## TEXT SECTION:
Nunavut snuff shortage leads to soaring prices, Facebook sales

Snuff addicts paying up to seven times more for scarce supplies

By NUNATSIAQ NEWS

Snuff for sale on the Facebook swap and sell page for Arviat for more than double the price you would pay in Iqaluit. (FACEBOOK/SCREENSHOT)


Snuff for sale on the Facebook swap and sell page for Arviat for more than double the price you would pay in Iqaluit. (FACEBOOK/SCREENSHOT)

If you want snuff in Iqaluit, you may have to settle for this citrus-flavoured Skoal Long Cut, the only brand which now remains in stock at a local store in Iqaluit. (PHOTO BY PETER VARGA)


If you want snuff in Iqaluit, you may have to settle for this citrus-flavoured Skoal Long Cut, the only brand which now remains in stock at a local store in Iqaluit. (PHOTO BY PETER VARGA)

A shortage of a snuff has driven some people in Nunavut towards their local Facebook swap-and-sell pages to buy or sell the smokeless tobacco.

There, the price for a tin of snuff can rise as high as $150, roughly seven times more than what you would pay in Iqaluit for snuff, a form of tobacco that is placed between the cheek and the gum.

At Arctic Ventures Marketplace in Iqaluit, which usually carries snuff, the store was completely sold out of the product on March 7.

The price of a tin of snuff—also called dipping or chewing tobacco—was $22.62 before taxes March 7 at D.J. Specialties convenience store in Iqaluit, where a store employee said sales have been brisk.

Only the lowest-selling brand, citrus-flavoured Skoal Long Cut, remained in stock.

The Copenhagen brand is the store’s biggest seller, particularly the “wintergreen” flavour.

But it’s scarce. That’s likely because Copenhagen has been subject to a recent recall after eight consumers complained of foreign objects, including sharp metal objects, in select cans.

And a customer passing through Iqaluit recently bought up D.J’.’s entire supply of the most popular Copenhagen brand of snuff, the employee said.

The store usually sells a small variety of flavours in similar 1.2-ounce (34-gram) tins.

In Nunavut, snuff is particularly popular in Kivalliq communities, including Arviat and Naujaat, and also in the western Nunavut community of Gjoa Haven, judging from the number of call-outs from buyers and sellers on Facebook.

But here’s the problem with buying snuff to sell to others.

Snuff is tobacco, even though it’s a smokeless tobacco product, so, according to the Nunavut Tobacco Control Act, you can’t sell tobacco products if you do not have a Tobacco Retailer Permit.

Nunavut RCMP spokesperson Cpl. David Lawson told Nunatsiaq News that he can’t remember having received complaints linked to the illegal sale of snuff.

## ENTRIES SUPPLIED:
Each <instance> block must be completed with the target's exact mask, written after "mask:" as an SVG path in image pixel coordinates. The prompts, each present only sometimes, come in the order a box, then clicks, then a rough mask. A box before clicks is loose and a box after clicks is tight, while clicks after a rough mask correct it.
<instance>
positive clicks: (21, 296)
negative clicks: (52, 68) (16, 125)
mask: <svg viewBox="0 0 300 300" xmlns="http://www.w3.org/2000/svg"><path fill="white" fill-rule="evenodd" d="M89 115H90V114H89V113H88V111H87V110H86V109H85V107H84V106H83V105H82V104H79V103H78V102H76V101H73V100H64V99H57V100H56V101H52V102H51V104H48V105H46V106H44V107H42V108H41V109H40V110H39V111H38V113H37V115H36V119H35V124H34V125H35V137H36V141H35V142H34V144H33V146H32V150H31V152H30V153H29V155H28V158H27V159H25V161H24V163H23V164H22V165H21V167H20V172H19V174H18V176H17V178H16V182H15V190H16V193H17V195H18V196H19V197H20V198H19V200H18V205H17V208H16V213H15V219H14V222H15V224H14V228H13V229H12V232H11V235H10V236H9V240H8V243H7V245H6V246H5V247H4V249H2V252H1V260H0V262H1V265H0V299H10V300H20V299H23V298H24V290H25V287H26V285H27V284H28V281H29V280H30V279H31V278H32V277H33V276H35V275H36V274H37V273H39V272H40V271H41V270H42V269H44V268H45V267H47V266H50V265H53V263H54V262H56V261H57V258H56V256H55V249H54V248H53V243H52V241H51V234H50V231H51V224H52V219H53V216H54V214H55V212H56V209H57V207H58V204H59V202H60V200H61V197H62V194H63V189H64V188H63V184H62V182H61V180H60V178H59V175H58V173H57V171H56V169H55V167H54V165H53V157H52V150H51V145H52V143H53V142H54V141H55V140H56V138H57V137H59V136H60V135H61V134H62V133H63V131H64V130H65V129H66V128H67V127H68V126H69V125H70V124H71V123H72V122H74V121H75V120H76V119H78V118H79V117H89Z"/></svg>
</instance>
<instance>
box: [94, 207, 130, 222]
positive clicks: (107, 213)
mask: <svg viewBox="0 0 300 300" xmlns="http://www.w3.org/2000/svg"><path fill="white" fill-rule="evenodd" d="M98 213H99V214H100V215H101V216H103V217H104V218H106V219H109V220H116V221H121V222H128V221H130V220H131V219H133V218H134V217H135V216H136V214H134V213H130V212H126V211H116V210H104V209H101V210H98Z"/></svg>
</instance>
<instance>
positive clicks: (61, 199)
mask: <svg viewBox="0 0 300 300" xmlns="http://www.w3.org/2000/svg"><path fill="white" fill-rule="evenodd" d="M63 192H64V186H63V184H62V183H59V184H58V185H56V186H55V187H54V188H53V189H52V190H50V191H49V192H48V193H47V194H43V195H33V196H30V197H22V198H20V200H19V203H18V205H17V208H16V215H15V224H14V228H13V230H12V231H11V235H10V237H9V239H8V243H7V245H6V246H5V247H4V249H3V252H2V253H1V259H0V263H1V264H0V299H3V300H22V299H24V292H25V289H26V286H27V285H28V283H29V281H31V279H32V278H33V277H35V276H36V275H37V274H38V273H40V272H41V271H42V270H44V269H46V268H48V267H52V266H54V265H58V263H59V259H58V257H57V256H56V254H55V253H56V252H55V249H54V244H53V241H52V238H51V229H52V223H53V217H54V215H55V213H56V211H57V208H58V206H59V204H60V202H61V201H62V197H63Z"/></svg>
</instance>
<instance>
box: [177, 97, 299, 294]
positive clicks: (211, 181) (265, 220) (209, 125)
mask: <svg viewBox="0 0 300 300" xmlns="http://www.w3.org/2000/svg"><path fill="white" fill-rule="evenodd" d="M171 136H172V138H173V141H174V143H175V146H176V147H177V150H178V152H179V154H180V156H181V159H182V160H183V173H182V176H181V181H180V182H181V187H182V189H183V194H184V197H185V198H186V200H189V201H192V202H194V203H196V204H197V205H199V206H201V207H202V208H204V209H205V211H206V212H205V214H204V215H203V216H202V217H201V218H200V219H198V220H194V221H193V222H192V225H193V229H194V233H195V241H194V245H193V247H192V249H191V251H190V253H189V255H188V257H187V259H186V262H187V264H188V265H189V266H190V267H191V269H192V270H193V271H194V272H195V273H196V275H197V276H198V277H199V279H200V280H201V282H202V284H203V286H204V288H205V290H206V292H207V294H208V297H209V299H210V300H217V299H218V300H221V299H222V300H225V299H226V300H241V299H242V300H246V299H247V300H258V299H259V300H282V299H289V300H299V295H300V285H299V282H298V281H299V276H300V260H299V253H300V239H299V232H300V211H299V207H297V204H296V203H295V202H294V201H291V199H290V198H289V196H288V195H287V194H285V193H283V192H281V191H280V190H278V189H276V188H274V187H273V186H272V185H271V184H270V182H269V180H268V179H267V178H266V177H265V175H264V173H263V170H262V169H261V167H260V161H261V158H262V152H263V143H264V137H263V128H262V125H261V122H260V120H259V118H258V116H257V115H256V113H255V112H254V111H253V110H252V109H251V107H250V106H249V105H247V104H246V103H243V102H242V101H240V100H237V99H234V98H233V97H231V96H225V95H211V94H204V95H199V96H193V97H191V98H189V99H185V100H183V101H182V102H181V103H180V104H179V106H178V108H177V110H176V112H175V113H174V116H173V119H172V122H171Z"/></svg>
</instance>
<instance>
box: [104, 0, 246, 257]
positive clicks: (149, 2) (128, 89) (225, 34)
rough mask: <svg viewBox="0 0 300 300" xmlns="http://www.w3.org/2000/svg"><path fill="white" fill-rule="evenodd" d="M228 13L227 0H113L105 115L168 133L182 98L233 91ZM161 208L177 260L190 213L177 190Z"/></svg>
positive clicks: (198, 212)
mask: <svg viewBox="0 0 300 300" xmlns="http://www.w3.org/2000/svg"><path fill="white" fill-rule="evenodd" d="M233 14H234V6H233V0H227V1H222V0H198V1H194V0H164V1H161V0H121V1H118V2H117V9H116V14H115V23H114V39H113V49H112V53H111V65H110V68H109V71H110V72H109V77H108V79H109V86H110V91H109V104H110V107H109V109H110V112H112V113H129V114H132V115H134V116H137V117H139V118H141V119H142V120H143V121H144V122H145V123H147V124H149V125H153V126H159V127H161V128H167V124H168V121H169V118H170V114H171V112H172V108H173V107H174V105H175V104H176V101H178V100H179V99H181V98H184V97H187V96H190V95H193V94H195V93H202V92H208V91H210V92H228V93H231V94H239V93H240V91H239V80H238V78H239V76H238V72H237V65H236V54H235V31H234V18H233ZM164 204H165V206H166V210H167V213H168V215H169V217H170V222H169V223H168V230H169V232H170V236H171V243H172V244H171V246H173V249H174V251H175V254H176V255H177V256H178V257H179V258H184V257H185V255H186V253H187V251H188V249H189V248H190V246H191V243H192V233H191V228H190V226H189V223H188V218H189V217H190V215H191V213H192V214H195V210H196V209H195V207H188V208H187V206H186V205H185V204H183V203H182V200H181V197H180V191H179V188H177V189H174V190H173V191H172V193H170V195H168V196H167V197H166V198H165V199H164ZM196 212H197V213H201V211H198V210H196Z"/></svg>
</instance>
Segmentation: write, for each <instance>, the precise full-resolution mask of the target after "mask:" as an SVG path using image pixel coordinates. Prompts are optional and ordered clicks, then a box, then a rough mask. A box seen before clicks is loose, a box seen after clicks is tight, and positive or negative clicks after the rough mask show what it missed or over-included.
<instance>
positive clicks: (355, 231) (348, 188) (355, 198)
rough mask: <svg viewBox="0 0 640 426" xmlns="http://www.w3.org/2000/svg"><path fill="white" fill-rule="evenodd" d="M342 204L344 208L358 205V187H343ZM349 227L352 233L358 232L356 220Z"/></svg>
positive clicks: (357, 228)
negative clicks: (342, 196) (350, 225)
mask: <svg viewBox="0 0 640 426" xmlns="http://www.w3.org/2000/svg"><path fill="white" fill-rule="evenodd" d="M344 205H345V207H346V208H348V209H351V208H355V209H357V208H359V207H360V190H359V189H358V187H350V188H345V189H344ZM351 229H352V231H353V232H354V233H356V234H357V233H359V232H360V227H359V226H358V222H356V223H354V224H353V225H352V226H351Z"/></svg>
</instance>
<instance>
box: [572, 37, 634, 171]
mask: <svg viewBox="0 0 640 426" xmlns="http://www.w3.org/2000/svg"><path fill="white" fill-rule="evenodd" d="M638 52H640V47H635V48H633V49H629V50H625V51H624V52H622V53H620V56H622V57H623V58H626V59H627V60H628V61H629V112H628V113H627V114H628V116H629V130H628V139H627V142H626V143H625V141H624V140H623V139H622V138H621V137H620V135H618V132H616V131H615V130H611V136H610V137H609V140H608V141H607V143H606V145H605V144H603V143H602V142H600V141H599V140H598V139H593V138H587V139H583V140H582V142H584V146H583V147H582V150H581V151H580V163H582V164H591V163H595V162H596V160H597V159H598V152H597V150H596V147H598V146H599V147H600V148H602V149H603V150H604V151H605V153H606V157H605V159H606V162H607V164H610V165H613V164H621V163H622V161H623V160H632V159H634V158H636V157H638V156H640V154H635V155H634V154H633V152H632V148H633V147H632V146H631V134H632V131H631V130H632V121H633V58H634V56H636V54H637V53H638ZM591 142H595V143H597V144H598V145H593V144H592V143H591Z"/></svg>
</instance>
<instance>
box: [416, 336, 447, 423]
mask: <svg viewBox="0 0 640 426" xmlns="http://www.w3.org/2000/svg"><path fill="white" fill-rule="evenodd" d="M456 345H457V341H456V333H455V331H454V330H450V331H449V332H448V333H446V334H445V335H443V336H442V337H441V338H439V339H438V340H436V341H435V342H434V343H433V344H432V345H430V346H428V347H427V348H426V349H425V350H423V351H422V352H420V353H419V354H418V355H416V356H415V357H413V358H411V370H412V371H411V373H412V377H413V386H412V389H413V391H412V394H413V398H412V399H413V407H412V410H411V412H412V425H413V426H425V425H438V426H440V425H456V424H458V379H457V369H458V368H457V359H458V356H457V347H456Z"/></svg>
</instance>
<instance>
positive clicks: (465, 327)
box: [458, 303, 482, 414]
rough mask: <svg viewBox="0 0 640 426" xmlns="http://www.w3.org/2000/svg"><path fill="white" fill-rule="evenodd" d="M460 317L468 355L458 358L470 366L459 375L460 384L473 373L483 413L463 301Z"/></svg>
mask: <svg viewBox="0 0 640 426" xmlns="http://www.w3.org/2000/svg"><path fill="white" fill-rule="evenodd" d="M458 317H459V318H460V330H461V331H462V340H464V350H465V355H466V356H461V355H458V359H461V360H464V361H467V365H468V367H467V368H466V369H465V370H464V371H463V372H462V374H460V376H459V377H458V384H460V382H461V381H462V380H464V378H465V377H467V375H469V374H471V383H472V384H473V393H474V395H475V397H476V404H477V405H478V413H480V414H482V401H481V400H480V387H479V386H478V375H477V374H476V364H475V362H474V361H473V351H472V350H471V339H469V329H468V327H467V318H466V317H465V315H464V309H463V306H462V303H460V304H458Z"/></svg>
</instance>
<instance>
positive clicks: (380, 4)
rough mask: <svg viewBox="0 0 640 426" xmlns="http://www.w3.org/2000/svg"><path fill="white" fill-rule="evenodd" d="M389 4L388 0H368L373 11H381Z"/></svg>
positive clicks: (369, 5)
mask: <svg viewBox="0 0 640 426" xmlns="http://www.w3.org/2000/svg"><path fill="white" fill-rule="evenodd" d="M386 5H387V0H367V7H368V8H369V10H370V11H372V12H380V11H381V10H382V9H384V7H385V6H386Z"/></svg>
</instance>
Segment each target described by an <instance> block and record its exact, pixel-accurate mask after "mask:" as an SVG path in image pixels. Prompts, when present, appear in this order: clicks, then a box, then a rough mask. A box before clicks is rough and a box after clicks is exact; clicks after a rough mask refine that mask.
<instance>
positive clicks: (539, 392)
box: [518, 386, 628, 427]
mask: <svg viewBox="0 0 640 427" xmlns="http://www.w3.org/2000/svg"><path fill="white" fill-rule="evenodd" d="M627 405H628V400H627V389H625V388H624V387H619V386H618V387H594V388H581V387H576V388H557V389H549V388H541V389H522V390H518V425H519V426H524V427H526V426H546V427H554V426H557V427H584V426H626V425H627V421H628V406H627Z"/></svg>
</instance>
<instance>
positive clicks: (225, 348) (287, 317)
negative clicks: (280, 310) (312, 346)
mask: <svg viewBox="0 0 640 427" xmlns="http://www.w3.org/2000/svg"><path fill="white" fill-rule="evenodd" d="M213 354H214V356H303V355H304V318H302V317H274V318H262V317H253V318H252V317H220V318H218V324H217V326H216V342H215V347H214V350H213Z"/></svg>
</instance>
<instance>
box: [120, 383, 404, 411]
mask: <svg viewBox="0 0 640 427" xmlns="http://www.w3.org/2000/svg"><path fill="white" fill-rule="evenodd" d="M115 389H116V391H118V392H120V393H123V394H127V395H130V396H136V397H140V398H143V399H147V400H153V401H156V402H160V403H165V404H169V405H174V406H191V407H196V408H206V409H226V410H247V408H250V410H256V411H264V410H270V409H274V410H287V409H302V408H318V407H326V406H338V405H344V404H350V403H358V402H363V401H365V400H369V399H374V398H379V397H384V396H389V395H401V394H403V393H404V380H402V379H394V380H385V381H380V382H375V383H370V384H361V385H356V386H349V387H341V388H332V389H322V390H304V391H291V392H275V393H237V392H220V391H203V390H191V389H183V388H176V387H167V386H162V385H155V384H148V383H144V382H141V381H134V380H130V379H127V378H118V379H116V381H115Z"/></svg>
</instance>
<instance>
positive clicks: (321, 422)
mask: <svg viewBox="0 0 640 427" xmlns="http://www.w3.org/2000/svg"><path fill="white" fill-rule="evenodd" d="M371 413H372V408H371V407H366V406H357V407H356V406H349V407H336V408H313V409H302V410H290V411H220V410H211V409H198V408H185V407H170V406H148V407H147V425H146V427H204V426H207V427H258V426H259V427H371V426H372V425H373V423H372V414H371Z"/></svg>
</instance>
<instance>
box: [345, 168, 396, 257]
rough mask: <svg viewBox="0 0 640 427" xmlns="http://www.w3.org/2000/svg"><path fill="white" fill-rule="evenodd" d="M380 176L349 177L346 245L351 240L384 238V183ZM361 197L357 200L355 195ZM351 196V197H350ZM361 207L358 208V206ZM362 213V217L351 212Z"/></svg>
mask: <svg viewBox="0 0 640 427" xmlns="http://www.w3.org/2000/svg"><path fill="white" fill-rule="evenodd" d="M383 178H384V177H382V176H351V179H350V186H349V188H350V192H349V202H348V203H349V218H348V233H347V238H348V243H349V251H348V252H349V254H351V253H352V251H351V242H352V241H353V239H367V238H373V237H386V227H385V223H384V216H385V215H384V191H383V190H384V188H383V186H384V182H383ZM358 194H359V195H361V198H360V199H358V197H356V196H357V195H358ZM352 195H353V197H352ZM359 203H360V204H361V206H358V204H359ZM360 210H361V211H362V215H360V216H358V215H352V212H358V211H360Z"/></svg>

## WORK ITEM:
Continue the article on the Nunavut snuff shortage, beginning right after its last sentence.

## SOLVED EXERCISE:
But there’s another big problem with snuff: it’s bad for your health. Using any kind of smokeless tobacco like snuff is a major health risk, say the cancer societies of Canada and the United States.

According to their information, people who chew get about the same amount of nicotine as regular smokers along with about 30 chemicals that are known to cause cancer.

Conditions linked to the use of snuff include:

• mouth, tongue, cheek, and gum cancer;

• cancer in the esophagus, which is tube that goes from your mouth to your stomach;

• pancreatic cancer; and,

• mouth and tooth problems.

Many regular users also have receding gums, gum disease, cavities and tooth decay—two to three times worse among Inuit than among average Canadians—from the high sugar content in the tobacco, and bone loss around the teeth, the cancer societies’ websites say.

The surface of the tooth root may be exposed where gums have shrunken. All this can cause teeth to loosen and fall out.

Other harmful health effects of smokeless tobacco include heart disease and high blood pressure, increased risk of heart attack and stroke and of early delivery and stillbirth when used during pregnancy.

Snuff can also lead to nicotine poisoning and even death in children who eat it because they think it’s candy.

And snuff can get you addicted to nicotine. Some young people use snuff and cigarettes at the same time. And this can produce even bigger future health risks than they would have from using either product alone.

Soon smokeless tobacco users in Nunavut can also look to paying more for a tin. The territorial Tobacco Tax increase, when enacted, will increase the tax from 20 cents per gram to 30 cents per gram of any form of non-smoked tobacco, adding about $1 on to the price of a 34-gram tin.